__Set task__: Please locate every line in the listing that contains the word "before" and copy each one out. Case counts.

__Stored items__:
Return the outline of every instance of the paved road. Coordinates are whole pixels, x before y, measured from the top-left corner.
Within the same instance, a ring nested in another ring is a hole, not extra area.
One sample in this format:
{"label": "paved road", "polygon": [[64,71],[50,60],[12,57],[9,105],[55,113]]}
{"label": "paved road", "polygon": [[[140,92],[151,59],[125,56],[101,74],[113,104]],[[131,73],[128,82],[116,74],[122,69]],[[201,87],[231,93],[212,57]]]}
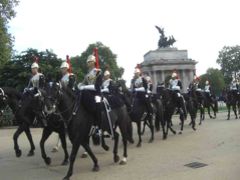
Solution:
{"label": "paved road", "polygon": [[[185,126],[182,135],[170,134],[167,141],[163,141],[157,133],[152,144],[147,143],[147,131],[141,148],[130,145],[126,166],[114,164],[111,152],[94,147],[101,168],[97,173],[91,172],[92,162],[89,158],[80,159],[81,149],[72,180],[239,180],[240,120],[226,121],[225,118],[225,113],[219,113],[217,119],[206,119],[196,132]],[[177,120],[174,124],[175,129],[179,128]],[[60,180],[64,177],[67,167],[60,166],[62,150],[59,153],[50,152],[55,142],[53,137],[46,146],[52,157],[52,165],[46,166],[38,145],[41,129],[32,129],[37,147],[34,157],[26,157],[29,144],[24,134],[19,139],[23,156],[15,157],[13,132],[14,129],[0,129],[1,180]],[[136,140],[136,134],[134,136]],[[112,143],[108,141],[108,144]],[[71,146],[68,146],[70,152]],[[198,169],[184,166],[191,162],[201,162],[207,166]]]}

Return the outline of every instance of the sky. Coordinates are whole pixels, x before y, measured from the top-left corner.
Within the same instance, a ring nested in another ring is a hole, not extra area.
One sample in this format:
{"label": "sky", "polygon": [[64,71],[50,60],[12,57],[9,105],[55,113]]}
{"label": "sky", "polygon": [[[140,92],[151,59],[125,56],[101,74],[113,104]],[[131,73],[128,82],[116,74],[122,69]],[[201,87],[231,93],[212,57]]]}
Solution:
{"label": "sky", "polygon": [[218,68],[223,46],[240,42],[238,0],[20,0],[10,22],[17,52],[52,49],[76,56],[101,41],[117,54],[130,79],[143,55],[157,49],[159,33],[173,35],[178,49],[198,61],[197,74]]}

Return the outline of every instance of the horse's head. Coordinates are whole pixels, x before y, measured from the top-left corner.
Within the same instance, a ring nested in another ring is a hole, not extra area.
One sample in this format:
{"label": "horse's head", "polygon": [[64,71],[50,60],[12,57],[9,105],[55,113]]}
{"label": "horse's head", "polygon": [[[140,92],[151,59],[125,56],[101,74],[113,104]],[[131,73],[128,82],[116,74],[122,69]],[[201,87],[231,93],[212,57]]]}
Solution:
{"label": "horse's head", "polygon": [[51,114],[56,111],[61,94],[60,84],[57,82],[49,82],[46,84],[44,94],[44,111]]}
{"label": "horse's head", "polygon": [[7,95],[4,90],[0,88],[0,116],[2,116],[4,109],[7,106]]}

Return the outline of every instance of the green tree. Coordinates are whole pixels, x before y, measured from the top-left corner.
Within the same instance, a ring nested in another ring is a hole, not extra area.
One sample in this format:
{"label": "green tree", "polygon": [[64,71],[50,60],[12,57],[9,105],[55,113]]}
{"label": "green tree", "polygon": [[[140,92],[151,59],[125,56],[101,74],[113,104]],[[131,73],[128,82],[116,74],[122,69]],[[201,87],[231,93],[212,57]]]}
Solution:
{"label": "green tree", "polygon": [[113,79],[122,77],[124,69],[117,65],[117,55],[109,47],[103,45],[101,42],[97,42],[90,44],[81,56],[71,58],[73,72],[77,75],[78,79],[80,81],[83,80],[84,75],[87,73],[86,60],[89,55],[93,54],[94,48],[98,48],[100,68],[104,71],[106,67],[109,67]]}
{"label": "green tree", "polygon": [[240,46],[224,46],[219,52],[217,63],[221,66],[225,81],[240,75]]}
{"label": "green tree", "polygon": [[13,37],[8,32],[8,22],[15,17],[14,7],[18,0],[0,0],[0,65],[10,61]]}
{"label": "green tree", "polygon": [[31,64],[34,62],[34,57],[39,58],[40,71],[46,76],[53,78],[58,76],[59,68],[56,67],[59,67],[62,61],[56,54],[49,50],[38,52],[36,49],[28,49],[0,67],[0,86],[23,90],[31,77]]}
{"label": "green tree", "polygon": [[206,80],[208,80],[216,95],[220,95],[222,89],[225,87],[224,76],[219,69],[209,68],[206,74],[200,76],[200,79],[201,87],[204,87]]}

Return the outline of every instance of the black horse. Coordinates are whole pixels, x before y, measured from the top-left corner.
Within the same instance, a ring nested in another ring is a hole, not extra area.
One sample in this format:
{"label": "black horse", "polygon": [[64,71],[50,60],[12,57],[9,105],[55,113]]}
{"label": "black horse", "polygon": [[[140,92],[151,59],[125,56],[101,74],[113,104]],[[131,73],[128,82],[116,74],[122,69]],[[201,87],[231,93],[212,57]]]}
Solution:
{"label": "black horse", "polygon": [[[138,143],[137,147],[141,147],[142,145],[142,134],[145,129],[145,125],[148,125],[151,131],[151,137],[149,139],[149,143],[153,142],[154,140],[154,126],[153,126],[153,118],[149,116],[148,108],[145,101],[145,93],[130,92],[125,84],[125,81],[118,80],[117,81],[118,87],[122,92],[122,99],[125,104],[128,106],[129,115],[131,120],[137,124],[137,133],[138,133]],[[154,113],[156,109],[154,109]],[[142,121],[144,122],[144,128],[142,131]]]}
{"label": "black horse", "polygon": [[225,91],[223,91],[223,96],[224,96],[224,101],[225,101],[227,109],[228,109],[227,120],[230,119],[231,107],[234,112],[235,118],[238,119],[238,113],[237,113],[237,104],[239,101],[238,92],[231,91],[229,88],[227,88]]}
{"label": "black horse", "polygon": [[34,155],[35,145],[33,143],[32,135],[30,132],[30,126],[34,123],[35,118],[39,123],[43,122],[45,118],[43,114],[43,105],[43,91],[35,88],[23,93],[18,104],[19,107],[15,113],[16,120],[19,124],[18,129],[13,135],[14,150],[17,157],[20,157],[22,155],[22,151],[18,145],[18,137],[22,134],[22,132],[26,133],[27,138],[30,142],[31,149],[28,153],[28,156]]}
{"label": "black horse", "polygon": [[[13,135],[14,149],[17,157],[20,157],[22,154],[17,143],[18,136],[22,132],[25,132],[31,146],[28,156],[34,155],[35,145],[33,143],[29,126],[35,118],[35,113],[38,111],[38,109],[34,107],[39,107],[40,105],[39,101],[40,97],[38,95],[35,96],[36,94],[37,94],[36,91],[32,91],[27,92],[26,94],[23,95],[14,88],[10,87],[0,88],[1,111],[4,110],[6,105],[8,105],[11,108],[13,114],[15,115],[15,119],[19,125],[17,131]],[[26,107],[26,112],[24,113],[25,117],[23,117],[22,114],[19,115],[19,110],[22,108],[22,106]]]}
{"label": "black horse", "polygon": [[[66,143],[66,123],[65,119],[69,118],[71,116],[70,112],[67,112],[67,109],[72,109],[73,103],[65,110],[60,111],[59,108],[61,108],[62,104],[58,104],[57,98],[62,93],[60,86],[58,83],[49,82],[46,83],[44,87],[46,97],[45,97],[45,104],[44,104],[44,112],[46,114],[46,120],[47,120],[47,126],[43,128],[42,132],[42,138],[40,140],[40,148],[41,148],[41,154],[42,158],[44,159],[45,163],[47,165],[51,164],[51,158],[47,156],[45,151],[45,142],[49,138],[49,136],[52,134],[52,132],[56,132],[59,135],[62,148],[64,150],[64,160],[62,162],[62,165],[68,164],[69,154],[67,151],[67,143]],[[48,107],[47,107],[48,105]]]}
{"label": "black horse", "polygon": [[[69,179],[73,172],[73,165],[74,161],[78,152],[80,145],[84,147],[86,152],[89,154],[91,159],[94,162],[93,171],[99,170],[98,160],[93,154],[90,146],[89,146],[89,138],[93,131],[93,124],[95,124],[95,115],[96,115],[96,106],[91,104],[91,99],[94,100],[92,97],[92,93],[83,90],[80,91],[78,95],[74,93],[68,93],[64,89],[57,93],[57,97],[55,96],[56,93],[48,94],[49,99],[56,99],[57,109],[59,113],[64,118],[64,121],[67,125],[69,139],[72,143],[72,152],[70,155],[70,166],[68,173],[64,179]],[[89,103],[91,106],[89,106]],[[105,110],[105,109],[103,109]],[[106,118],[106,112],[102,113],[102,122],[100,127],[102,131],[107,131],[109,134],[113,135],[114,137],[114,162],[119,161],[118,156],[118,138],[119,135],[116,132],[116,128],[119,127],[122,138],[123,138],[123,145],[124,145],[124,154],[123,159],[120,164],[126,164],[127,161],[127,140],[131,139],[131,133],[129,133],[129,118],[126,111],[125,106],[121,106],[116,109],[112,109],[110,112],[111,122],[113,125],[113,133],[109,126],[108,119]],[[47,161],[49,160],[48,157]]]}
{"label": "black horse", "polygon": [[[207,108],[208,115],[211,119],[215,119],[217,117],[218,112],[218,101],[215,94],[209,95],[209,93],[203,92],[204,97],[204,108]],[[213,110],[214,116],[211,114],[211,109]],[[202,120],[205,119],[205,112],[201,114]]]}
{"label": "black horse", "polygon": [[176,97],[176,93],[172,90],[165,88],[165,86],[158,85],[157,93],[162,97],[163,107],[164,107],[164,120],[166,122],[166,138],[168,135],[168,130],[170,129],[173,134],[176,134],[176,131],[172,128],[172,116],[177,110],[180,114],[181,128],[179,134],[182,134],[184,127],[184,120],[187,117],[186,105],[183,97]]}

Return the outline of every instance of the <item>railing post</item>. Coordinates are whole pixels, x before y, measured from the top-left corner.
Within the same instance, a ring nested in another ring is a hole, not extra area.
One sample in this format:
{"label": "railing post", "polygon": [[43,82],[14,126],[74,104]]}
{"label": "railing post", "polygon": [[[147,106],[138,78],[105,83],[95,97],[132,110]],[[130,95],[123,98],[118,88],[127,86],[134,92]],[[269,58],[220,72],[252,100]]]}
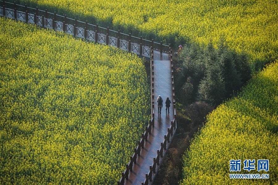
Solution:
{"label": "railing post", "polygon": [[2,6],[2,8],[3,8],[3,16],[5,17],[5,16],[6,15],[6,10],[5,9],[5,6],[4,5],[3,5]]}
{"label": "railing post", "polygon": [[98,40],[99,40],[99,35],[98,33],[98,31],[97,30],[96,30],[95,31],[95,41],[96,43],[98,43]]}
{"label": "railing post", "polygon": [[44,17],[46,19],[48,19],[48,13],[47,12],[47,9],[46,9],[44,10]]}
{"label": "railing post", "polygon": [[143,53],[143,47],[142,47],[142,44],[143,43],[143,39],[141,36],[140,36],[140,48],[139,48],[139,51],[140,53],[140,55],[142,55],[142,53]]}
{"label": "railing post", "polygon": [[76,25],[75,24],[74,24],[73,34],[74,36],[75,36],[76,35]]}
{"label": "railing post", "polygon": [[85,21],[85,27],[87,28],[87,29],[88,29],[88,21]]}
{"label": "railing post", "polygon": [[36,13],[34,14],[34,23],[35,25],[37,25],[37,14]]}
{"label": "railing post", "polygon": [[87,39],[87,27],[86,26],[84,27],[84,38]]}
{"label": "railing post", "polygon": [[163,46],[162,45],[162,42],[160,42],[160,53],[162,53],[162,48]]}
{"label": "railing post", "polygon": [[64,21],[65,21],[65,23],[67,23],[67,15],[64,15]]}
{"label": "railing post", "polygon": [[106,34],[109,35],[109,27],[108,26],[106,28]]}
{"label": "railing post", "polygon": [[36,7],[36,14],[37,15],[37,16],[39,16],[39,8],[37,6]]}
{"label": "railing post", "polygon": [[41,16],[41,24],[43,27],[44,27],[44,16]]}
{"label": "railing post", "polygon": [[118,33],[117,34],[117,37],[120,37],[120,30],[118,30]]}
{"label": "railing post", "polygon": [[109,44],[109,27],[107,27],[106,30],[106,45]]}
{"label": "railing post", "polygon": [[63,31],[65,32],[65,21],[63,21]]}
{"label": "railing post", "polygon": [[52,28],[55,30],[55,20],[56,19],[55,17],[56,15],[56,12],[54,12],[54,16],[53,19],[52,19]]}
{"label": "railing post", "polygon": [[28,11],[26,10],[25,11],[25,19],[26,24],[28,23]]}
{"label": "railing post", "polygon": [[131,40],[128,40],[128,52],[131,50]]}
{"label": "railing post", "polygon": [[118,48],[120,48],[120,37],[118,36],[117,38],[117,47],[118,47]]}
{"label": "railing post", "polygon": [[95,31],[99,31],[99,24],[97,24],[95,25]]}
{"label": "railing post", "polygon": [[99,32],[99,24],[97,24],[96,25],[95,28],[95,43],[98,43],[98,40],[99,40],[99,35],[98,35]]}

__Answer to the exercise__:
Return the outline of every instance of the paved road. Coordinates are whole pixels, x before y, measured from the top-left corner.
Return the outline of every instance of the sky. Coordinates are whole pixels, x before y, measured from the top-left corner.
Return the outline of every instance of the horse's head. Coordinates are whole pixels, x before y, measured from the top-left corner.
Return the outline of every instance of the green tree. Coordinates are whole pixels, x before y, measured from the top-left corner.
Return the outline of every instance of the black horse. Coordinates are whole pixels, x before y, measured from the top-left corner.
Return the outline of every instance of the <item>railing post</item>. Coordinates are whole pixels, x before y, measured from the top-left corner.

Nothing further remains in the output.